Jobs:
**A)** List each person the essay on Abhishiktananda and Ivan Karamazov refers to by a proper name, one per line.
**B)** Write the next passage of the essay on Abhishiktananda and Ivan Karamazov, starting after its final sentence.

++++ Supplied text

The name that can be named is not the eternal name.
The nameless is the beginning of heaven and earth.
The named is the mother of ten thousand things.
Ever desireless, one can see the mystery.
Ever desiring, one can see the manifestations.
These two spring from the same source but differ in name;
this appears as darkness.
Darkness within darkness.
The gate to all mystery.”

Let the dialogue begin.

  1. The next interlocutors will be Abhishiktananda and Ivan Karamazov.   To be more precise, it is Dostoyevsky of The Brothers Karamazov.

Toward the end of his life, in one of his many letters, Abhishiktananda says, “I don’t believe anymore in evil or suffering.”

A provocative statement indeed.  Not sure what exactly he means, but we will take it as it is.  I am not going to argue against it; I am not going to defend it.  The interlocutor is Ivan Karamazov (Dostoyevsky).  I don’t think Ivan would take kindly to Abhishiktananda’s view, and I wonder how Abhishiktananda would respond.   Lets listen to Ivan as he explains at length his position to his younger brother, Alyosha, a would-be monk:

“There was in those days a general of aristocratic connections, the owner of great estates, one of those men — somewhat exceptional, I believe, even then — who, retiring from the service into a life of leisure, are convinced that they’ve earned absolute power over the lives of their subjects. There were such men then. So our general, settled on his property of two thousand souls, lives in pomp, and domineers over his poor neighbors as though they were dependents and buffoons. He has kennels of hundreds of hounds and nearly a hundred dog-boys — all mounted, and in uniform. One day a serf-boy, a little child of eight, threw a stone in play and hurt the paw of the general’s favourite hound. ‘Why is my favourite dog lame?’ He is told that the boy threw a stone that hurt the dog’s paw. ‘So you did it.’ The general looked the child up and down. ‘Take him.’ He was taken — taken from his mother and kept shut up all night. Early that morning the general comes out on horseback, with the hounds, his dependents, dog-boys, and huntsmen, all mounted around him in full hunting parade. The servants are summoned for their edification, and in front of them all stands the mother of the child. The child is brought from the lock-up. It’s a gloomy, cold, foggy, autumn day, a capital day for hunting. The general orders the child to be undressed; the child is stripped naked. He shivers, numb with terror, not daring to cry…. ‘Make him run,’ commands the general. ‘Run! run!’ shout the dog-boys. The boy runs…. ‘At him!’ yells the general, and he sets the whole pack of hounds on the child. The hounds catch him, and tear him to pieces before his mother’s eyes!….

“Listen! I took the case of children only to make my case clearer. Of the other tears of humanity with which the earth is soaked from its crust to its center, I will say nothing. I have narrowed my subject on purpose. I am a bug, and I recognize in all humility that I cannot understand why the world is arranged as it is. Men are themselves to blame, I suppose; they were given paradise, they wanted freedom, and stole fire from heaven, though they knew they would become unhappy, so there is no need to pity them. With my pitiful, earthly, Euclidian understanding, all I know is that there is suffering and that there are none guilty; that cause follows effect, simply and directly; that everything flows and finds its level — but that’s only Euclidian nonsense, I know that, and I can’t consent to live by it! What comfort is it to me that there are none guilty and that cause follows effect simply and directly, and that I know it?

++++++++
++++ Dataset excerpts

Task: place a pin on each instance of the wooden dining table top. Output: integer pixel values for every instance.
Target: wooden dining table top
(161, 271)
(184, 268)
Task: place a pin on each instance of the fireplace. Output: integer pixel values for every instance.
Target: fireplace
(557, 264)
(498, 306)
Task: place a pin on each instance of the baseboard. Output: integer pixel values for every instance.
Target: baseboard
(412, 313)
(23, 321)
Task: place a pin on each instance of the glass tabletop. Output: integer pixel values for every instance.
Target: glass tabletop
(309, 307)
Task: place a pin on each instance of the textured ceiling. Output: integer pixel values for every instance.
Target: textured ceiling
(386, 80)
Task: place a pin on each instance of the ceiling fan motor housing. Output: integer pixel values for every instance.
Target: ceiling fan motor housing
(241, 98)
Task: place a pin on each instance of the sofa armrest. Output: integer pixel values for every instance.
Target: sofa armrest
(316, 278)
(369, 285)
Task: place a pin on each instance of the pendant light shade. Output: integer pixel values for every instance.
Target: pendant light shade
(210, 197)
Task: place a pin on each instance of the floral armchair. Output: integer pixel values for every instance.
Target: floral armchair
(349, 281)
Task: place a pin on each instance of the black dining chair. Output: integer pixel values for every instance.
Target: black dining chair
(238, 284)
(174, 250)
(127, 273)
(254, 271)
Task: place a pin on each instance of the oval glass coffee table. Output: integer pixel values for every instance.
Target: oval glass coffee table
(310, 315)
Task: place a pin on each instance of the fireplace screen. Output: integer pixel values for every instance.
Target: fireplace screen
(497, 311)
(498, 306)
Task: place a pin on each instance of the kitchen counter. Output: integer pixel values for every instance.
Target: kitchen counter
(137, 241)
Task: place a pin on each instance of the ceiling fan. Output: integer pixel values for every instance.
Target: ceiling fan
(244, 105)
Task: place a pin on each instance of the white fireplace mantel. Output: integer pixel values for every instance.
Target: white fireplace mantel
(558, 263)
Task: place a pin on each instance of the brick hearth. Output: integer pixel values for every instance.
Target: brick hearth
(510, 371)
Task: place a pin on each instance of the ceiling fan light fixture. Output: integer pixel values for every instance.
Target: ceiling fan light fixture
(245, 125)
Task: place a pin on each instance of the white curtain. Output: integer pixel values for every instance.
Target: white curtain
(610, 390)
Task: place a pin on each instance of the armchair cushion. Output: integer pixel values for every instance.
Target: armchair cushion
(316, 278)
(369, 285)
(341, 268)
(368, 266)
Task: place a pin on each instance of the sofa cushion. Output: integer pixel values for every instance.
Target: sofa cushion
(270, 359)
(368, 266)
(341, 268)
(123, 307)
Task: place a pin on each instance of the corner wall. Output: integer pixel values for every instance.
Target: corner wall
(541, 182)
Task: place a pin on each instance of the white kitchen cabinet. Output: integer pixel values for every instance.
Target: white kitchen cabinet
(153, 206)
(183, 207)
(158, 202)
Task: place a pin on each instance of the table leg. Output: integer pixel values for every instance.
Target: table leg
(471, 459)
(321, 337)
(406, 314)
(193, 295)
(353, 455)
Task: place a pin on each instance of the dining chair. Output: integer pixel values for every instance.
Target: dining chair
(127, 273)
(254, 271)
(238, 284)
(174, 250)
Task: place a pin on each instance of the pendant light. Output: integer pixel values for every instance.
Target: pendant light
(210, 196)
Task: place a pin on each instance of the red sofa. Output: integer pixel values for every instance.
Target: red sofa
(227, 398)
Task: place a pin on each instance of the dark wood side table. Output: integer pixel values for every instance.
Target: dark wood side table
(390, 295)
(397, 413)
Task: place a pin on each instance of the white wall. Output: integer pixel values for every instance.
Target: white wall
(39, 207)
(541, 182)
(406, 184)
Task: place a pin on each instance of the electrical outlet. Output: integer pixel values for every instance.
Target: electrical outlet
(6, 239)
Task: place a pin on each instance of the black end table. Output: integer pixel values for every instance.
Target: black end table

++++++++

Responses to the exercise:
**A)**
Abhishiktananda
Ivan Karamazov
Dostoyevsky
Alyosha

**B)**
I must have justice, or I will destroy myself. And not justice in some remote infinite time and space, but here on earth, and that I could see myself. I have believed in it. I want to see it, and if I am dead by then, let me rise again, for if it all happens without me, it will be too unfair. Surely I haven’t suffered simply that I, my crimes and my sufferings, may manure the soil of the future harmony for somebody else. I want to see with my own eyes the hind lie down with the lion and the victim rise up and embrace his murderer. I want to be there when everyone suddenly understands what it has all been for. All the religions of the world are built on this longing, and I am a believer.

But then there are the children, and what am I to do about them? That’s a question I can’t answer. For the hundredth time I repeat, there are numbers of questions, but I’ve only taken the children, because in their case what I mean is so unanswerably clear. Listen! If all must suffer to pay for the eternal harmony, what have children to do with it, tell me, please? It’s beyond all comprehension why they should suffer, and why they should pay for the harmony. Why should they, too, furnish material to enrich the soil for the harmony of the future? I understand solidarity in sin among men. I understand solidarity in retribution, too; but there can be no such solidarity with children. And if it is really true that they must share responsibility for all their fathers’ crimes, such a truth is not of this world and is beyond my comprehension. Some jester will say, perhaps, that the child would have grown up and have sinned, but you see he didn’t grow up, he was torn to pieces by the dogs, at eight years old.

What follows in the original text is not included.